◆ INFORMATION SUPPLIED
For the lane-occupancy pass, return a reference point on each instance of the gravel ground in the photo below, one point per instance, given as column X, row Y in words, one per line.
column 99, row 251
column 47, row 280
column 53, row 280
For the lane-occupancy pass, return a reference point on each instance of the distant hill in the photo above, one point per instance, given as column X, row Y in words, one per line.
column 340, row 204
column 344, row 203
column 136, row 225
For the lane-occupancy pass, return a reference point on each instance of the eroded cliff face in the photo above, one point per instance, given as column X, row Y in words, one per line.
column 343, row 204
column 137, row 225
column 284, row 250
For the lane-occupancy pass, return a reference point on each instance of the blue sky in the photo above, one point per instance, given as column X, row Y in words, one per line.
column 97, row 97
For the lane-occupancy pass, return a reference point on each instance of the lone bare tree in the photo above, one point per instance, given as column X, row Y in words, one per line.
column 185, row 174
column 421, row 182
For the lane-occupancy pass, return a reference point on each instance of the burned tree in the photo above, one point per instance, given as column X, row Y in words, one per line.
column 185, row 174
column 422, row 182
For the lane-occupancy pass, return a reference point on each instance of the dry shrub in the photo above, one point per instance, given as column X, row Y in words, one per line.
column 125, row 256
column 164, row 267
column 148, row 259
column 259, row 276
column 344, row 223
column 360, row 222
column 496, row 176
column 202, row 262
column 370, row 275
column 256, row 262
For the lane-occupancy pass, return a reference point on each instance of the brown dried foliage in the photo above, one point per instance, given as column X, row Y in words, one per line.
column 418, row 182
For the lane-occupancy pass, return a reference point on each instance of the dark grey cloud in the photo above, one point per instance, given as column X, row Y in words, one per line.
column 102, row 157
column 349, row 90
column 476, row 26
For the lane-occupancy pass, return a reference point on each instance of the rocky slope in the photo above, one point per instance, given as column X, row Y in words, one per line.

◆ YOUR GOAL
Return every line exactly.

◆ SOLUTION FOR THIS TASK
For the lane-occupancy pass, return a reference point on each instance of the gravel ground in the photo below, one point per instance, given as column X, row Y in words, one per line.
column 99, row 251
column 47, row 280
column 53, row 280
For the lane-occupancy pass, return a reference point on each instance of the distant hill in the photo above, one point per instance, given as column X, row Y in words, one per line.
column 340, row 204
column 344, row 203
column 136, row 225
For the lane-occupancy pass, return a reference point on each instance of the eroded cliff face in the photo above, one point per instance, given as column X, row Y in words, one per line.
column 343, row 204
column 137, row 225
column 284, row 250
For the lane-occupancy pass, return a reference point on each instance of the blue sky in the photo above, one point per instance, given as column X, row Y in words, one per line.
column 97, row 97
For the lane-occupancy pass, return a reference point on each instance of the lone bare tree in the photo above, one point per instance, given as column X, row Y in words, one per line.
column 185, row 174
column 421, row 182
For the lane-occupancy pass, return a reference point on each instance of the burned tree in the photo above, one point per instance, given as column X, row Y in words, one per line.
column 185, row 174
column 422, row 182
For the lane-occupancy pass, return a reference point on each instance of the dry shrub in the photo above, one point per instance, given as column X, row Y in words, one per line.
column 125, row 256
column 164, row 267
column 148, row 259
column 259, row 276
column 344, row 223
column 360, row 222
column 496, row 176
column 202, row 262
column 370, row 275
column 256, row 262
For the lane-occupancy pass, return a reference point on each instance of the brown dried foliage in the photo above, one point per instance, given as column X, row Y in words, one per line.
column 418, row 182
For the lane-occupancy pass, return a reference point on each instance of the dark grey cloud in the photo above, one point per instance, given as column X, row Y in words, one per line.
column 102, row 157
column 349, row 90
column 476, row 26
For the lane-occupancy pass, return a reference point on each instance of the rocky slope in the photo above, one point per instance, given as column X, row Y in words, one per line.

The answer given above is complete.